Document passage
■ ■ ■ ■
# need help with lake somerville



## halley66 (Jun 22, 2009)

Been trying to catch catfish with my boys at lake somerville but not having much success. We do not have a boat so we have been fishing the marinas and from shore. Does anyone have some suggestions on what we can do to get some catfish. I would love for my boys to bring in a few.

Thanks in advance,

Jerry


----------



## deebo (May 22, 2004)

where have you tried? more importantly, what have you been using for bait??


----------



## halley66 (Jun 22, 2009)

We have fished Overlook and Big Creek marinas and on the rocks near welch park.

We have used worms, minnows and stink bait.
We have seemed to catch nothing but sunfish.


----------



## nelson6500 (Jun 8, 2007)

try chicken liver


----------



## halley66 (Jun 22, 2009)

Where is the best place to catch catfish in Somerville without a boat?


----------



## aFishinigo (May 12, 2009)

Go to Birch Creek they have a pier by the boat ramp and find CJ's punch bait. They have it at Somerville marina.
■ ■ ■ ■
Data listing
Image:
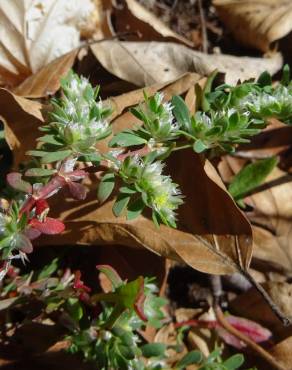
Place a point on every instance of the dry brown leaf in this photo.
(21, 120)
(282, 352)
(147, 63)
(256, 23)
(47, 80)
(135, 18)
(34, 33)
(271, 219)
(176, 87)
(204, 241)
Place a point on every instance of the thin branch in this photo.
(249, 342)
(276, 310)
(269, 185)
(93, 42)
(203, 26)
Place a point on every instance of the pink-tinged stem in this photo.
(195, 323)
(56, 183)
(141, 152)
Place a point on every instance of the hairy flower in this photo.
(77, 120)
(158, 190)
(275, 102)
(157, 117)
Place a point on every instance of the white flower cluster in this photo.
(162, 195)
(159, 119)
(83, 116)
(276, 103)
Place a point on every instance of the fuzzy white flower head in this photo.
(164, 195)
(159, 118)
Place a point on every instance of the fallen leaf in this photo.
(256, 23)
(34, 34)
(270, 217)
(134, 17)
(204, 241)
(147, 63)
(177, 86)
(21, 116)
(282, 352)
(47, 80)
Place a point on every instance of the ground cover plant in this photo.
■ ■ ■ ■
What you will do
1) Decide whether each statement agrees with the Lake Somerville thread, answering yes or no and quoting the deciding words: (a) Jerry and his boys have been fishing from a boat. (b) One reply recommends chicken liver as bait. (c) CJ's punch bait is sold at Overlook marina.
2) According to the Lake Somerville thread, what fish have Jerry and his boys been catching?
3) Copy word for word the part of the Lake Somerville thread between "where have you" and "near welch park.", inclusive.
The material has no connection to the Lake Somerville thread.

Solutions below
1)
(a) No: "We do not have a boat so we have been fishing the marinas and from shore."
(b) Yes: "try chicken liver"
(c) No: "They have it at Somerville marina."

2) Nothing but sunfish.

3)
where have you tried? more importantly, what have you been using for bait??


----------



## halley66 (Jun 22, 2009)

We have fished Overlook and Big Creek marinas and on the rocks near welch park.